• _Task goal_: Gather every line in the listing below that contains the string "dark", and copy each one. Case counts, so a line with the word capitalized differently does not match.

• _Provided information_:
.....

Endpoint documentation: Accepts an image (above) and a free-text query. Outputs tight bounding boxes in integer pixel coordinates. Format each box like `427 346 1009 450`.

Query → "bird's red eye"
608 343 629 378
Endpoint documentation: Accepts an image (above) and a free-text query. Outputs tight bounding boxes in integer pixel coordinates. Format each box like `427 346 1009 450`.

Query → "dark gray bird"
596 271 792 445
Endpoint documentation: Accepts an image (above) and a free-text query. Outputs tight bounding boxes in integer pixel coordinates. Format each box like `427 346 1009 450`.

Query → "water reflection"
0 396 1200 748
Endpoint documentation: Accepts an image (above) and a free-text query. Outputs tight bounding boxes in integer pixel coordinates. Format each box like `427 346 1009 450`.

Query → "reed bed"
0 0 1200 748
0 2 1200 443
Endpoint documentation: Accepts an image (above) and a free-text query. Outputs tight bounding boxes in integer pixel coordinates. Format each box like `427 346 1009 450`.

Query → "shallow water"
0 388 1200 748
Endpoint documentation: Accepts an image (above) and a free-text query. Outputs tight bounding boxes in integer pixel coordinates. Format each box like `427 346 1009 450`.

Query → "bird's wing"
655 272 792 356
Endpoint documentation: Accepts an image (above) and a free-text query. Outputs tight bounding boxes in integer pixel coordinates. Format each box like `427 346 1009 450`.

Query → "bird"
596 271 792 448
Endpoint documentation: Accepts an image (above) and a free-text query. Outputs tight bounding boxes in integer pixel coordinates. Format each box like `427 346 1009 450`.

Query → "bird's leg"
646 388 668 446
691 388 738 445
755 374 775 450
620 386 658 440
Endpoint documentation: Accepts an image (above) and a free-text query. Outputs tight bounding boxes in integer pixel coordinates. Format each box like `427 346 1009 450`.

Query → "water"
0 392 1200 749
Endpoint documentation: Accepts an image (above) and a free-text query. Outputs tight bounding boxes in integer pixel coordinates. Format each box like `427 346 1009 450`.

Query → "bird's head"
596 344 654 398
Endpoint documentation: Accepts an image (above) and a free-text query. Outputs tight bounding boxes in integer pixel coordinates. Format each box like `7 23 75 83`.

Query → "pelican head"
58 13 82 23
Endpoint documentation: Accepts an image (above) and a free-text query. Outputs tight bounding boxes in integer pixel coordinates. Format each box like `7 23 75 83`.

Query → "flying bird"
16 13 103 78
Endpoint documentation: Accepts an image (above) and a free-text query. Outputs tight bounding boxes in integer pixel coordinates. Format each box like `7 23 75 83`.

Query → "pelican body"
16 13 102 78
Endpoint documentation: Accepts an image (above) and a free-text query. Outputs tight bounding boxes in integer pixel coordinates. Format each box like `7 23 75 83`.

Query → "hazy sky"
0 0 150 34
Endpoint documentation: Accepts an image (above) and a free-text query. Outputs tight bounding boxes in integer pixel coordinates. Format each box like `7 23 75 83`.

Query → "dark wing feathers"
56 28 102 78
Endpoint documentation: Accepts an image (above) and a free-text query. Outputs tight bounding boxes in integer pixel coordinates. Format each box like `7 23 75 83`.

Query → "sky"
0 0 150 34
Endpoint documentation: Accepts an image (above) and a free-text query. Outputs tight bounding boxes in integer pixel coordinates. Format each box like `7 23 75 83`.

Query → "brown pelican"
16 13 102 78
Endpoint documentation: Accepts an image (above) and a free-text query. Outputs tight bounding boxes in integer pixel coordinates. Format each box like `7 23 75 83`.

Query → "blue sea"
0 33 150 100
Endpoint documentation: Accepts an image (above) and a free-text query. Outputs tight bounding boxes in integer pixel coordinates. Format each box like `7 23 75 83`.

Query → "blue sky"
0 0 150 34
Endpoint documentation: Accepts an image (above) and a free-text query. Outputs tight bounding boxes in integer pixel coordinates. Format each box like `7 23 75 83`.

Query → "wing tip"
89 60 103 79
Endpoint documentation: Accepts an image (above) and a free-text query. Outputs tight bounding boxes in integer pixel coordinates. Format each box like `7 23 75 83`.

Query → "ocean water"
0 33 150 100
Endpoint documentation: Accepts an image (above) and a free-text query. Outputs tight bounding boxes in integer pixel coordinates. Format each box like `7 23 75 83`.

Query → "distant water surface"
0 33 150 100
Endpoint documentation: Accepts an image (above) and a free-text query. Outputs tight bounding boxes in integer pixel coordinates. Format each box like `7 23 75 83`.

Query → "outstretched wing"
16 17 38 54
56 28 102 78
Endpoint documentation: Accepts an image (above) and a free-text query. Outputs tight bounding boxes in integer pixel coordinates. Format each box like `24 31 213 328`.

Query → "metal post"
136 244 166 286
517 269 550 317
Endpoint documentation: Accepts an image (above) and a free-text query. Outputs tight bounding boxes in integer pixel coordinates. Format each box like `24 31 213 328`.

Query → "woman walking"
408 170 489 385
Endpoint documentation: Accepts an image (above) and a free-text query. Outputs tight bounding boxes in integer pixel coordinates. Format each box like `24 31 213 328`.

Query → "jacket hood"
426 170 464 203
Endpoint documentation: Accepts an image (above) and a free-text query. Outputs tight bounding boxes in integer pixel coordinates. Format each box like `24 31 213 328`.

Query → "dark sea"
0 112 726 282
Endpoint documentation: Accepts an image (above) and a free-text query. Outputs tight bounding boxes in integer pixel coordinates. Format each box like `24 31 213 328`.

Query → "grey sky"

.....

• _Exercise response_:
Query → "dark gray bird"
Query → "dark wing feathers"
Query → "dark sea"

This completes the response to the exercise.